### ИСХОДНЫЙ ТЕКСТ

● ● ● ●

Желаю вам здоровья и сил писать.
Любящий вас Л. Толстой.
Вчера получил письмо от Маши Кузминской. Она пишет, что вы удивляетесь на мое молчание. Пожалуйста, простите и за молчанье, и за просьбу о статье, и еще новую. Некто Богомолец, врач, жена которого на каторге по делу Киевскому политическому в 1881 году, просит, чтоб ему разрешено было приехать в Петербург хлопотать о том, чтобы поехать к жене (она кончает каторгу и должна высылаться на поселение). Ему же, мужу, хотя и не судившемуся, запрещен, вследствие его знакомств, въезд в столицы
*.
Не можете ли исходатайствовать через кого-нибудь это разрешение. Он основательно говорит, что необходимо быть самому. Он прошлого года просил и был у Дурново. Ему обещали и потом отказали. Нужно надоедать, а то забудут. Александра Михайловича я просил, но он отказался помочь мне
*. Поэтому вы ему не говорите. А если у вас нет других путей, то можно бы через Александру Андреевну Толстую. Ну простите.
Ваш Л. Толстой.
155. П. А. Гайдебурову
1890 г. Ноября 14. Ясная Поляна.
Дорогой Павел Александрович!
Я предложил Льву Павловичу Никифорову перевести по-русски роман Эдны Лайэль «Донаван», и он согласился на это и переводит или уже перевел его. Роман этот интересен по серьезности содержания: этический и религиозный вопрос в их взаимных отношениях
*. Это роман вроде «Роберта Эльсмера»

● ● ● ●

### ЗАДАНИЕ A
Ответьте по тексту писем на три вопроса.
(i) В каком году было Киевское политическое дело, по которому жена Богомольца попала на каторгу?
(ii) У кого Богомолец был в прошлом году со своей просьбой?
(iii) Кому Толстой предложил перевести на русский роман «Донаван»?
### ЗАДАНИЕ B
Выпишите без изменений фрагмент текста писем: начните со слов «Не можете ли» и остановитесь после слов «Ваш Л. Толстой.».
Записи для работы с текстом не понадобятся.

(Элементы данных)
● ● ● ●

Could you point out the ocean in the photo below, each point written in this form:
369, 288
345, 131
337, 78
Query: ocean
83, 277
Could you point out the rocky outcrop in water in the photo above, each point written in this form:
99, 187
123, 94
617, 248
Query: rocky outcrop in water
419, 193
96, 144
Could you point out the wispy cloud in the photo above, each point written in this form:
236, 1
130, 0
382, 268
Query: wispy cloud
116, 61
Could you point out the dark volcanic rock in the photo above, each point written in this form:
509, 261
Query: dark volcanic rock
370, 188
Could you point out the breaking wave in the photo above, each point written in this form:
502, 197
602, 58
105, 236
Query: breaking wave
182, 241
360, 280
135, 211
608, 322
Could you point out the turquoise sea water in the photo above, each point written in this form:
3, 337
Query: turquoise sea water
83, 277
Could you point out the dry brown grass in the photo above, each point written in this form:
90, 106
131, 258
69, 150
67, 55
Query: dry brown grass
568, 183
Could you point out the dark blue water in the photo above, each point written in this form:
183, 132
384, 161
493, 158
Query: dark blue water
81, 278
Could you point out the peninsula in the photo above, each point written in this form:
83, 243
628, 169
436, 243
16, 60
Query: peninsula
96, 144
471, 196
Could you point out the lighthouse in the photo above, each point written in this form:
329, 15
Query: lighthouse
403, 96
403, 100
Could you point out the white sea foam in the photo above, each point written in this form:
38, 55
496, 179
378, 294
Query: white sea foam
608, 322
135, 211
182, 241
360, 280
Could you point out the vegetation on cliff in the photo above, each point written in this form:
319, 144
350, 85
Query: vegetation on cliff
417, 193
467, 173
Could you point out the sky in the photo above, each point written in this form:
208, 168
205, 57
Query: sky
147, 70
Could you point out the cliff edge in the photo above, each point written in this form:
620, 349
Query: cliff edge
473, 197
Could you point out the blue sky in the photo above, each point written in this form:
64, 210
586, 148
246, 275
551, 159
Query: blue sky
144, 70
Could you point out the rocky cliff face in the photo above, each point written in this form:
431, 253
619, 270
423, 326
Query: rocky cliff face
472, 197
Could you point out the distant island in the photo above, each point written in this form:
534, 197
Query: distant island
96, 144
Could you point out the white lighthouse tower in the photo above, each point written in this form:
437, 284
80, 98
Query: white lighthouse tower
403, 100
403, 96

● ● ● ●

### ОЖИДАЕМЫЙ ОТВЕТ A
(i) В 1881 году.
(ii) У Дурново.
(iii) Льву Павловичу Никифорову.

### ОЖИДАЕМЫЙ ОТВЕТ B
Не можете ли исходатайствовать через кого-нибудь это разрешение. Он основательно говорит, что необходимо быть самому. Он прошлого года просил и был у Дурново. Ему обещали и потом отказали. Нужно надоедать, а то забудут. Александра Михайловича я просил, но он отказался помочь мне
*. Поэтому вы ему не говорите. А если у вас нет других путей, то можно бы через Александру Андреевну Толстую. Ну простите.
Ваш Л. Толстой.